__Texte source__
----
Geste éditions publie un gros livre sur la grande histoire des pilotes de Loire. On doit ce travail au Nazairien Pierre Guillou qui suivit la voie de son père, capitaine au long cours, en exerçant la profession de pilote de 1960 à 1991. Par la continuité de la filiation familiale, l'auteur a pu côtoyer d'anciens pilotes qui lui ont confié leurs souvenirs.

Ce livre participe à la meilleure connaissance de la Bretagne maritime à travers une profession indispensable à la vie portuaire, le pilote maritime. La « Rivière de Nantes », comme l'appelaient les marins bretons pour parler de l'estuaire de la Loire, a été depuis la plus haute Antiquité une des portes d'entrée maritime de la péninsule armoricaine. Les pilotes qui étaient chargés de guider les navires ont contribué, bien avant la réglementation de leur profession par Colbert en 1681, à l'Âge d'or de la Bretagne qui était fondé à l'apogée de l'État breton, sur le commerce maritime. En montrant l'importance du Rocher de Saint-Nazaire où est apparu le bourg des pilotes au XVe siècle, ce livre, après les travaux du géographe nazairien André Daniel, tord définitivement le cou à cette légende du « petit village de pécheurs », qualificatif qu'on trouve encore dans certaines publications. Le site de Saint-Nazaire est indiqué sur les plus anciennes cartes de Bretagne, en particulier sur les fameuses cartes du Conquet, centre de cartographie marine réputé au XVIe siècle dans toute l'Europe.

Les Bretons étaient alors passés maîtres dans la science de la navigation comme le souligne l'historien Ronan Leprohon (1) : « Le Traité de navigation ou Manuel de pilotage à l'usage des marins bretons (1548) comporte les côtes depuis la Baltique jusqu'en Afrique. Il cite 23 ports irlandais, 44 ports anglais, 25 ports écossais et … 19 ports africains ! » La première attestation au Moyen Âge de pilotes nazairiens est parvenue jusqu'à nous à travers les écrits de l'historien Henri Moret qui nous parle de la Pénitence de Dieu, navire breton armé en avril 1270 pour le compte du roi de France, qui contrairement à la Bretagne, n'avait pas de marine. Ce vaisseau nantais en partance pour les croisades « prend sur la rade un laman pour lui faire franchir la passe des Charpentiers. »

L'approche de l'estuaire de la Loire est loin de mener le marin vers un long fleuve tranquille comme en témoigne la longue liste d'épaves qui tapissent les fonds estuariens. Dans son introduction, l'auteur dit fort à propos que pour le marin « l'approche de la terre fascine autant qu'elle le menace. L'idée de recourir à un guide pour franchir ce mauvais pas est née de cette angoisse… »

Pour répondre à la demande croissante liée au développement du grand port de Nantes à partir du XVIIe siècle, les pilotes sont issus de trois pépinières : Belle-Île, Saint-Nazaire et Basse Indre. Nous découvrons ainsi « Belle-Île, l'avant poste », « Saint-Nazaire, les guetteurs de l'estuaire » et « Indre, les hommes du fleuve ».
----
__Travail demandé__
Rédigez la suite du texte sur le livre consacré aux pilotes de Loire, en reprenant après sa dernière phrase.

__Informations fournies__
----
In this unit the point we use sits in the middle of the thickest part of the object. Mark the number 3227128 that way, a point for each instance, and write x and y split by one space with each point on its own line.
----
__Résultat__
Pour les pilotes, il n'y a pas moins de 70.000 miles de côtes à mémoriser entre le nord de Belle-Île et le sud de Noirmoutier, cette île longtemps disputée entre Bretagne et Poitou. Ils devaient aussi s'approprier les 30.000 miles de rivière, nom familier de l'estuaire pour la confrérie des pilotes.

On a parfois dit que Saint-Nazaire a été la plus grande ville belliloise dans les années 1930-1950, en raison de la présence d'une forte communauté insulaire. On n'est pas alors étonné de découvrir la proximité des pilotes de Belle-Île et du port de Saint-Nazaire, qui après avoir été longtemps concurrents, au fil des relations de cousinage entre les hommes des deux stations, allaient unir leurs forces par un accord mémorable, signé en septembre 1910. À partir de 1933 les deux stations n'allèrent plus faire qu'une. Ce n'était pas rien pour des hommes farouchement attachés à leur indépendance.

Un long chapitre est consacré aux événements de mer qui nous rappellent le rôle et les lourdes responsabilités inhérentes au métier de pilote maritime. Dans le chapitre sur la seconde guerre mondiale, le lecteur ne peut qu'être marqué par la tragédie du Lancastria. La plus grande catastrophe maritime britannique survenue le 17 juin 1940, flirte avec le légendaire breton quand, à l'hiver 1941 le paquebot apparaît tel un vaisseau fantôme à l'équipage du bateau pilote la Lambarde : « Immobile, gîté, le grand corps inerte du Lancastria a été redressé dans la nuit par l'action conjuguée du vent et du grand flot. » Le liner de la Cunard Line va alors chavirer à nouveau pour reposer définitivement dans l'estuaire. Les cinq marins marqués par cette scène garderont toujours beaucoup de réticence à en parler. Comme l'écrit avec sensibilité Pierre Guillou « Le Lancastria et les braves qu'il garde en ses flancs demeurent sous la garde d'honneur vigilante et intemporelle des pilotes de Loire. »

Au fil des pages le lecteur découvre aussi l'évolution de ce métier, des années 1930 aux années 1990. De nos jours, la tradition du pilotage chez les Bretons reste encore bien ancrée, comme avec la compagnie Brittany Ferries, qui fait passer à ses commandants le brevet de pilotage britannique pour pouvoir entrer par eux mêmes dans les ports de Plymouth et Portsmouth.

Le fonds iconographique du livre est particulièrement riche en photographies et cartes marines. En bon marin, Pierre Guillou boucle son livre par cette expression typiquement bretonne (2) : « Bonne manœuvre. À Dieu-Vat ! »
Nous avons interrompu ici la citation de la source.